*About this task:* Give back the data in full. Leave nothing out.

*Referring expression data:*
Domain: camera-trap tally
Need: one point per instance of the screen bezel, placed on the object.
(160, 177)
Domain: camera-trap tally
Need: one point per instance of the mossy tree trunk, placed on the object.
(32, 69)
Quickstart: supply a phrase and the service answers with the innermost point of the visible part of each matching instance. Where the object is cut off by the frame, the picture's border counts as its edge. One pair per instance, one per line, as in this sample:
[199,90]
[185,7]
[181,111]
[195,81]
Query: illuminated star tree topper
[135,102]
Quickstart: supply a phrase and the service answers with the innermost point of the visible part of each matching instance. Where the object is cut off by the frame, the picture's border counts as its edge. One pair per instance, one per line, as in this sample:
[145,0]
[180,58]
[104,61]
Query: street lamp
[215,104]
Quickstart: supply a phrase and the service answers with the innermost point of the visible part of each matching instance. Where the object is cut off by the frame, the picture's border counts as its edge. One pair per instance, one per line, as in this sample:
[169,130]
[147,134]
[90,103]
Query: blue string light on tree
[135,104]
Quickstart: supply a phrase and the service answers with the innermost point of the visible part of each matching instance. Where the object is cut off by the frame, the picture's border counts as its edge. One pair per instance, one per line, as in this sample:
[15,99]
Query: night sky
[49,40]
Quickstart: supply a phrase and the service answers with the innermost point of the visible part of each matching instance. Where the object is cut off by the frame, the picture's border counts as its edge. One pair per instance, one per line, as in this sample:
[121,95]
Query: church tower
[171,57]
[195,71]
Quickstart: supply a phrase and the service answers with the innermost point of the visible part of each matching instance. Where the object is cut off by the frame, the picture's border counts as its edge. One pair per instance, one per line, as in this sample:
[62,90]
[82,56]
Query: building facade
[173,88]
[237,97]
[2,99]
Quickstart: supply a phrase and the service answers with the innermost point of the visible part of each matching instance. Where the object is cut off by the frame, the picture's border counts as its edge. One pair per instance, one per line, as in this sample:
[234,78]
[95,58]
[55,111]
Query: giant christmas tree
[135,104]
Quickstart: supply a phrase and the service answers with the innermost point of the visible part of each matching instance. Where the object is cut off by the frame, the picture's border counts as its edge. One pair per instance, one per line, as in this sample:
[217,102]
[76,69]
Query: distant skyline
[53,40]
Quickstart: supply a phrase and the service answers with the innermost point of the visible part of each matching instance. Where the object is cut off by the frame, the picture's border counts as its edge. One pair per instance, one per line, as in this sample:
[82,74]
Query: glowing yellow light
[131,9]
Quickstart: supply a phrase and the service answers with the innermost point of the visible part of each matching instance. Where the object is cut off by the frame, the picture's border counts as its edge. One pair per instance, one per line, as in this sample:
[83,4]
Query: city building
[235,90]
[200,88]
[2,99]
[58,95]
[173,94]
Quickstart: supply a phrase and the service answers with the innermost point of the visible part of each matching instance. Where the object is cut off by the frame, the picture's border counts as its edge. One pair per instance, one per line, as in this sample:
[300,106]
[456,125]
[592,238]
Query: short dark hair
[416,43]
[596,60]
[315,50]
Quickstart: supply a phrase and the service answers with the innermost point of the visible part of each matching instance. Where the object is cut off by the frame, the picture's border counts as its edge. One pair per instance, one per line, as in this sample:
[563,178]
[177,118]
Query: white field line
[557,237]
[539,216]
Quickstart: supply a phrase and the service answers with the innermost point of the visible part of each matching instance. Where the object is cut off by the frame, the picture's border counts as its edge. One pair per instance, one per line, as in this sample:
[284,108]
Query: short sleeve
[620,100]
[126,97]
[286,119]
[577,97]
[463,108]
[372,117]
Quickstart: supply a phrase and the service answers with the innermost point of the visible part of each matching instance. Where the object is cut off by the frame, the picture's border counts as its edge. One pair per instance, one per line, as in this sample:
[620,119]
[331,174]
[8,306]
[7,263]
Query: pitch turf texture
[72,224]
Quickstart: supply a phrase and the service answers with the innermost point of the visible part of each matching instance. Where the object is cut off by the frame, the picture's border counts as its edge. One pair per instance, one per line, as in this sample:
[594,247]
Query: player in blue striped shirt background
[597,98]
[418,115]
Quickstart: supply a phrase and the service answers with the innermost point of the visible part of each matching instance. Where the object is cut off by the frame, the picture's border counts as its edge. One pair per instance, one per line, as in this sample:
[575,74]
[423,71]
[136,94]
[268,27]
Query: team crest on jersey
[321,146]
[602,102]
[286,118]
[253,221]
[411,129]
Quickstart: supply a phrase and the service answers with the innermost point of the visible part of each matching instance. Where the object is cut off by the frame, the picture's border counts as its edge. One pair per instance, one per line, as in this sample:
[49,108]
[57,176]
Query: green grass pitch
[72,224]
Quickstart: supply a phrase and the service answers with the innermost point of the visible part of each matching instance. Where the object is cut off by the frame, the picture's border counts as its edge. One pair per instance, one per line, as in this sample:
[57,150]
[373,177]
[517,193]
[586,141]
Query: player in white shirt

*Written reply:*
Domain: camera-trap tally
Need: one point per instance of the screen bezel, placed on the object.
(160, 177)
Domain: camera-trap tally
Need: one point per instance of the mossy tree trunk, placed on the object.
(32, 69)
Quickstart: supply a phrase and the service answers with the innermost point of the visible part of each matching instance. Where the object is cut off by the frame, the picture's border counts as its edge. One pair per instance, one per line, as in this sample:
[199,90]
[185,7]
[181,111]
[195,81]
Query: illuminated star tree topper
[135,102]
Quickstart: supply a phrase and the service answers with the innermost point of the visible part of each matching instance. Where the object is cut off by the frame, the picture's border counts as its edge. One pair per instance, one per line, as in this sample:
[145,0]
[180,58]
[104,61]
Query: street lamp
[215,104]
Quickstart: supply a phrase and the service answers with the innermost point of the visible part of each matching instance. Where the object is cut off by the frame, the picture's border counts as its edge. One pair per instance, one per line, as in this sample:
[169,130]
[147,134]
[90,103]
Query: blue string light on tree
[135,104]
Quickstart: supply a phrase and the service answers with the innermost point of the visible part of each matching instance. Where the object is cut off by the frame, the picture's border counts as its edge. One pair per instance, one per line, as in this sample:
[15,99]
Query: night sky
[49,40]
Quickstart: supply a phrase and the service answers with the innermost point of the visible part of each matching instance. Where the object is cut off by the frame, the picture's border counts as its edge. One pair per instance, one per line, as in this sample:
[121,95]
Query: church tower
[171,57]
[195,71]
Quickstart: supply a phrase and the service answers with the innermost point of the visible part of each matching instance. Where the object is cut off by the frame, the picture's border counts as its edge. One pair per instance, one per line, as in this sample:
[62,90]
[82,56]
Query: building facade
[173,88]
[237,97]
[2,99]
Quickstart: supply a phrase and the service answers with the innermost point of the visible part of each matching instance. Where the object is cut off by the frame, the picture's border counts as its edge. One pair per instance, one per line, as in this sample:
[234,78]
[95,58]
[55,111]
Query: giant christmas tree
[135,104]
Quickstart: supply a phrase and the service answers with the innermost point of the visible part of each matching instance. Where the object is cut off by the frame, the picture's border counts as its edge. One pair per instance, one per line, as in this sample:
[217,102]
[76,69]
Query: distant skyline
[53,40]
Quickstart: supply a phrase and the service answers with the innermost point of the visible part of each matching instance. Where the object is cut off by the frame, the picture's border counts as its edge. One pair per instance, one per line, as in this sample:
[82,74]
Query: glowing yellow light
[131,9]
Quickstart: supply a phrase and the service answers with the innermost point of the visible part of each matching instance. Where the object is cut off by the frame, the picture's border counts as its edge. One pair per instance, one per line, as in this sample:
[83,4]
Query: city building
[235,90]
[200,88]
[2,99]
[58,95]
[173,94]
Quickstart: supply a phrase and the service answers with the innermost point of the visible part of each matching instance. Where the object is cut off by the frame, the picture's border counts as its edge. One pair per instance, one per line, as in this sample:
[300,106]
[456,125]
[592,238]
Query: short dark hair
[416,43]
[596,60]
[315,50]
Quickstart: supply a phrase and the service answers with the innermost point of the visible part of each matching instance. Where the object is cut off by the frame, the picture's border counts as its edge. One pair per instance, one per line, as in this sample:
[563,178]
[177,118]
Query: white field line
[557,237]
[539,216]
Quickstart: supply a phrase and the service answers with the innermost point of the visible part of each matching instance. Where the object is cut off by the frame, the picture's border counts as its edge. One pair per instance, one per line, as in this sample:
[284,108]
Query: short sleeve
[620,100]
[126,97]
[286,119]
[577,97]
[463,108]
[372,117]
Quickstart: supply a phrase and the service answers with the innermost point of the visible part of each matching instance. Where the object is cut off by the frame, the picture's border counts as its edge. One pair per instance, one per line, as in this sample:
[620,119]
[331,174]
[8,306]
[7,263]
Query: pitch turf texture
[72,224]
Quickstart: supply a phrase and the service answers with the innermost point of the visible part of each matching instance. Where the object is cut off by the frame, the picture's border counts as its edge. One pair per instance, one per line, as in this sample:
[594,247]
Query: player in blue striped shirt background
[597,98]
[418,115]
Quickstart: supply a phrase and the service answers with the innermost point of the visible part of each matching instance. Where the object is cut off by the frame, the picture's border counts as its edge. One pair per instance, one per line, as in this sample:
[575,74]
[423,71]
[136,94]
[268,27]
Query: team crest on jersey
[321,146]
[602,102]
[286,118]
[253,221]
[411,129]
Quickstart: supply a phrase and the service answers with the innermost point of the visible part of each matching instance. Where the object is cut off by the frame, the picture's border counts as its edge. One pair per instance, one per line, as in this sample:
[49,108]
[57,176]
Query: green grass pitch
[72,224]
Quickstart: supply a phrase and the service answers with the innermost point of the visible part of each matching instance. Where the object is cut off by the frame, the picture's border counts as its edge. One pair per instance, one per line, as in this sample:
[57,150]
[373,177]
[517,193]
[586,141]
Query: player in white shirt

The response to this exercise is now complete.